Exercise inputs START

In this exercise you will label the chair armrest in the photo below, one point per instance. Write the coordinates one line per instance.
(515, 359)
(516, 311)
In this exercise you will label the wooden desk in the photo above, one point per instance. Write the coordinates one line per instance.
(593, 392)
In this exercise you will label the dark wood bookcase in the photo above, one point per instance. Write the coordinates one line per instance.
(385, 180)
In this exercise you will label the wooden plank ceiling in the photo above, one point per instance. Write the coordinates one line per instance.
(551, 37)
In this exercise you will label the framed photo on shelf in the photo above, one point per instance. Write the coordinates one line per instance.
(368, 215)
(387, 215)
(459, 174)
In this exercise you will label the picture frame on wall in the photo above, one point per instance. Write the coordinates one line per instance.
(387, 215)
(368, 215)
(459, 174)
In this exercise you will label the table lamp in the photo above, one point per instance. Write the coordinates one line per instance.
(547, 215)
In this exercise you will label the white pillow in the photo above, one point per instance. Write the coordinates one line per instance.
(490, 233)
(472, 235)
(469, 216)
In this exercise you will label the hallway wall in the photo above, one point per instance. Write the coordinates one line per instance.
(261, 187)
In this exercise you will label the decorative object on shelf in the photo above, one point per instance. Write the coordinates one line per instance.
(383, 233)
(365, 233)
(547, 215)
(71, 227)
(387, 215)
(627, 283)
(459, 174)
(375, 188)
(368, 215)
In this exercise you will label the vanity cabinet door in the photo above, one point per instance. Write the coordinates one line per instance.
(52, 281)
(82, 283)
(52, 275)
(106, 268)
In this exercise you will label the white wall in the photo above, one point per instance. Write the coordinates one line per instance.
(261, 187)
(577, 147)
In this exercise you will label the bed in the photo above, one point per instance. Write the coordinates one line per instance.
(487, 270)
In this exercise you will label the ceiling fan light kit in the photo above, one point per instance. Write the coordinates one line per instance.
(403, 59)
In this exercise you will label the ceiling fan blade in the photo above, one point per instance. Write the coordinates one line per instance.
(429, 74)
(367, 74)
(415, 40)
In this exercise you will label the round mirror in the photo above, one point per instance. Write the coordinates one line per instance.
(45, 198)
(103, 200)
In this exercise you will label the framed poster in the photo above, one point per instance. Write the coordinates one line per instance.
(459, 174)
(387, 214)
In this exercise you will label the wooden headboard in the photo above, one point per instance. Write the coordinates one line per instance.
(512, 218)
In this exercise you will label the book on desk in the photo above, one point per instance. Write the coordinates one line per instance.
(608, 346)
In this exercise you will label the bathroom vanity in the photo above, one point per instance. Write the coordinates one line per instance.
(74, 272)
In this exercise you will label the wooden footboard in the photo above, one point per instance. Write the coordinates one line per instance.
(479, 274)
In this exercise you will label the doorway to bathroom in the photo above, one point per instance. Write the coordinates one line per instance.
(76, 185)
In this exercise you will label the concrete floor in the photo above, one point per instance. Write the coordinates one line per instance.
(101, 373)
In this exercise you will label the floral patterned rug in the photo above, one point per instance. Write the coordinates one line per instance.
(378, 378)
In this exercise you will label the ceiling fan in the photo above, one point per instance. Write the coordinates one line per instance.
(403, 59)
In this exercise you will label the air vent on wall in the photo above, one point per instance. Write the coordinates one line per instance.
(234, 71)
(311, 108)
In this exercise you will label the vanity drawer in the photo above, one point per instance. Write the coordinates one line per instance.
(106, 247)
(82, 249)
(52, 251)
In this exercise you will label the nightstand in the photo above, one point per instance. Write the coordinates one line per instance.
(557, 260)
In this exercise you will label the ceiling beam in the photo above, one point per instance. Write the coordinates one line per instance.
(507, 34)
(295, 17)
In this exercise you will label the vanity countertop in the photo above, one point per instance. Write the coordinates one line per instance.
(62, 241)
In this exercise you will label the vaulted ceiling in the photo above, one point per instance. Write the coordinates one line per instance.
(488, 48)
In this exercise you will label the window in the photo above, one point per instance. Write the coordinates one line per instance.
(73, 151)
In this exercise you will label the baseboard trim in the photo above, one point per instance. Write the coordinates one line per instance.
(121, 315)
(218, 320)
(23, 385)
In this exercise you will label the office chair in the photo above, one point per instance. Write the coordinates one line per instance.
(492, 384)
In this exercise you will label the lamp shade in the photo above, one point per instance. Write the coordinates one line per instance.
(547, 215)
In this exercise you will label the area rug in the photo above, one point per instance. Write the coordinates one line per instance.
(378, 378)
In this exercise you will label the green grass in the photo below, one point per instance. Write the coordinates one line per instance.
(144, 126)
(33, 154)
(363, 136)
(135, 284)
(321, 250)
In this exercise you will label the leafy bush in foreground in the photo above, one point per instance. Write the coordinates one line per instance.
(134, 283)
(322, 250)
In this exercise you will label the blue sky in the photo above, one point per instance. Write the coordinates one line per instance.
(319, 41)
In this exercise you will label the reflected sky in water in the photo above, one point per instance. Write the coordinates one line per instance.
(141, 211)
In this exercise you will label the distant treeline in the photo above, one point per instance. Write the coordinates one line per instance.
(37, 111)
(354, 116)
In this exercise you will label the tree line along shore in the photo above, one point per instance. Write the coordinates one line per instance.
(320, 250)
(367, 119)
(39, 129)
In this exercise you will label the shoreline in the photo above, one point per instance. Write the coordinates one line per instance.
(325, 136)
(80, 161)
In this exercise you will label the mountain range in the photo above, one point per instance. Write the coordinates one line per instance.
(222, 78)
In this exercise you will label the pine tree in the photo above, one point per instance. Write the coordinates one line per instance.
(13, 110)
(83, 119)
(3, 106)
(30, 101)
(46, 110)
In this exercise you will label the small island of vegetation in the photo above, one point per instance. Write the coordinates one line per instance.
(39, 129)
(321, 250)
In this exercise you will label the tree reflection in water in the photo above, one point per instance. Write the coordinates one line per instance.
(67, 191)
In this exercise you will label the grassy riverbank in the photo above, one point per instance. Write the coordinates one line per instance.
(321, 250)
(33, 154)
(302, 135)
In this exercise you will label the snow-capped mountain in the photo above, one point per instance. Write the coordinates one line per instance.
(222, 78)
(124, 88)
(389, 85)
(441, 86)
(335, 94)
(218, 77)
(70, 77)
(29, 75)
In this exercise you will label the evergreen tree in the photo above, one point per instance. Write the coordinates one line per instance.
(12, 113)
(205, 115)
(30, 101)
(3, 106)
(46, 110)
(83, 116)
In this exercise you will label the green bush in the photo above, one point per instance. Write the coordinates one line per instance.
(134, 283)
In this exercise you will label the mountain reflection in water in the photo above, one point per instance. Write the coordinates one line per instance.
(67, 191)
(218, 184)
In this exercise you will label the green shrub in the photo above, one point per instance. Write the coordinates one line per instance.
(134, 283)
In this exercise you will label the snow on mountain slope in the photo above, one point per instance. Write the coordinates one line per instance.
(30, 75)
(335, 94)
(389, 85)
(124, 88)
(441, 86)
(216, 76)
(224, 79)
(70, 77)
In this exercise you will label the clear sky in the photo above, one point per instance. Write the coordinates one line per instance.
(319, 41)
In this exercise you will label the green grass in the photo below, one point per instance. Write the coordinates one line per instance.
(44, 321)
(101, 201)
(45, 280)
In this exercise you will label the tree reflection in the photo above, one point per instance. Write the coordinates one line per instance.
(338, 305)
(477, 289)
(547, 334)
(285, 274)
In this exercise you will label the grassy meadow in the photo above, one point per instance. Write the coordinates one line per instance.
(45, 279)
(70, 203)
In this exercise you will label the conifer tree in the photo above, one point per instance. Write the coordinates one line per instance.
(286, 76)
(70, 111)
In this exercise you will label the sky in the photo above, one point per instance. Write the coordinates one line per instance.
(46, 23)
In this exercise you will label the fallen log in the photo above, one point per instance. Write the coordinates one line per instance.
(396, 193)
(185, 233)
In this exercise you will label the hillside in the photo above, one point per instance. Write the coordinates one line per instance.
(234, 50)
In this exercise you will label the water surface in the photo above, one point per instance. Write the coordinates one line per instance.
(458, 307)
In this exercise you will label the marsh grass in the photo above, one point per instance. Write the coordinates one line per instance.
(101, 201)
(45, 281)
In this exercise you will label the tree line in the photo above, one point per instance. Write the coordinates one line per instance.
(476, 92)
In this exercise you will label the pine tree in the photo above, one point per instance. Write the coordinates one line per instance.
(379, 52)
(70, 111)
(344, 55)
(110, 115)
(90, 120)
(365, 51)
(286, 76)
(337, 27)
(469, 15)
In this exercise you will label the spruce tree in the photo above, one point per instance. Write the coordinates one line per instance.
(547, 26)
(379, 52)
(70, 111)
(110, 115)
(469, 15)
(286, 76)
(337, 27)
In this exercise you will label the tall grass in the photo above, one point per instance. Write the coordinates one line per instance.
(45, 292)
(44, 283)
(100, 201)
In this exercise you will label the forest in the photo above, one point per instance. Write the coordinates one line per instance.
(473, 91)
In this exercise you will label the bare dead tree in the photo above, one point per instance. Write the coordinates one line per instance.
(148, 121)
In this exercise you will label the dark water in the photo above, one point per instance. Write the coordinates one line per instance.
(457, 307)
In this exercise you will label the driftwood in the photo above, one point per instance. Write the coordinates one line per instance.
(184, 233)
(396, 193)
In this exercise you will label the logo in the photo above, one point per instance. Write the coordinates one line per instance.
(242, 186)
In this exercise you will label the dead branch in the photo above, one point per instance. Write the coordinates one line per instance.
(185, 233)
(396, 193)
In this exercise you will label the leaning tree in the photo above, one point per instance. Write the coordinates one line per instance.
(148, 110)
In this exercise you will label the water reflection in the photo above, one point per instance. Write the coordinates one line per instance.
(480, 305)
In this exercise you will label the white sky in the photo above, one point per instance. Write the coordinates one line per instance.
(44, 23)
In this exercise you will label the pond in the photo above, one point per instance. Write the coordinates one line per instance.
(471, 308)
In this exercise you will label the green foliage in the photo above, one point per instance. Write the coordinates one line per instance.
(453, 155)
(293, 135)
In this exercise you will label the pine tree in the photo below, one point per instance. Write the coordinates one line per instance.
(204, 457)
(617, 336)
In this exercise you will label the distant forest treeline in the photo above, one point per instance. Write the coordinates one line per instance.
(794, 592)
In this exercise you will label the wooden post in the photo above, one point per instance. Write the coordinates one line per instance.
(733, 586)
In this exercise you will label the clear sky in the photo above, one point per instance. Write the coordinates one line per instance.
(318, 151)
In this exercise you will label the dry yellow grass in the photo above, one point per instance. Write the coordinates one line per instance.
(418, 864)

Exercise inputs END

*Exercise prompt*
Everything from the line with "tree in the photo below, one" down to the final line above is to be retyped exactly. Leave the earlier lines out.

*Answer to this exercise*
In this exercise you will label the pine tree in the photo below, one point per instance. Write the coordinates one line per instance.
(204, 457)
(617, 336)
In this exercise you will label the distant forest treeline in the photo above, one point per instance. Write the coordinates one line per instance.
(794, 592)
In this exercise you will label the wooden post in the photo above, one point per instance. Write the coordinates one line per instance.
(733, 586)
In this exercise you will label the clear sky in the photo above, one point per instance. Write the coordinates one line per instance.
(318, 151)
In this exercise you will label the dry yellow grass in the photo above, one point per instance. Write the coordinates one line per instance.
(418, 864)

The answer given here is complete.